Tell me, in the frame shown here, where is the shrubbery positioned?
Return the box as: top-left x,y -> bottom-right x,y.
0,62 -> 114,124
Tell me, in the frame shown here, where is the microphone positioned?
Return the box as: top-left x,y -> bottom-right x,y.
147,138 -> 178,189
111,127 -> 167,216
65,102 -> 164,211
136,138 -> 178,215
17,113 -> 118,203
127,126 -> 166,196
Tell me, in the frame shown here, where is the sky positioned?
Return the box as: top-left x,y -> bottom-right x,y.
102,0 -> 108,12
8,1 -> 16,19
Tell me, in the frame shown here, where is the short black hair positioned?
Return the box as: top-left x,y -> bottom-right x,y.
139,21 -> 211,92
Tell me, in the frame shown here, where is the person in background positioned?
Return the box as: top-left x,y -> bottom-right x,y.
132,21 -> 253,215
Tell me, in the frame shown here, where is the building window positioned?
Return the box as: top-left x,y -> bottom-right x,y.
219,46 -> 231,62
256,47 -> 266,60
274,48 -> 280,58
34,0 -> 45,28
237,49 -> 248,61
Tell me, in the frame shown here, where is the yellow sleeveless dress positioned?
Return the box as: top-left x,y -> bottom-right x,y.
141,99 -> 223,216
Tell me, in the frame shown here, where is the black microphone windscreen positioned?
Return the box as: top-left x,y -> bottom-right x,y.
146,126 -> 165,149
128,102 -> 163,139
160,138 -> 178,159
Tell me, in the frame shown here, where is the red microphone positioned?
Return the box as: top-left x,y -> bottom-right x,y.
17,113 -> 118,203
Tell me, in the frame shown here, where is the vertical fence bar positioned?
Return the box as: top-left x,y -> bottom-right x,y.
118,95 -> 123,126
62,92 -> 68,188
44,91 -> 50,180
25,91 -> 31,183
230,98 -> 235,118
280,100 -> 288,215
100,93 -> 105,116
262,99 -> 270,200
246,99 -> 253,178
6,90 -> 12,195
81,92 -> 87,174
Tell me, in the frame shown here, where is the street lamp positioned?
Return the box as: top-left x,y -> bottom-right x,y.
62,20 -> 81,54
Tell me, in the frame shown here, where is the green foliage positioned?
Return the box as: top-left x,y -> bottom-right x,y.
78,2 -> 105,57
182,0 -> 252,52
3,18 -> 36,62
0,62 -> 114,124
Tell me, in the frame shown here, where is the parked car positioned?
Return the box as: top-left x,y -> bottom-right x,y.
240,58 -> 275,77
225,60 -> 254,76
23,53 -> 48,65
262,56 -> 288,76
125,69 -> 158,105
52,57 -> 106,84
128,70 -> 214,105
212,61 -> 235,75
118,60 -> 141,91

YOUR INSTRUCTIONS
Please copy each line of the material that has the string "microphone" somewhere in it.

EXERCISE SOLUTION
Tell me, in the frame shown here, where is the microphone positioned?
Tell me, in the frame shown here, where is the black microphone windscreen positioned?
Tell me, in the frame shown here, where is the red microphone positioned?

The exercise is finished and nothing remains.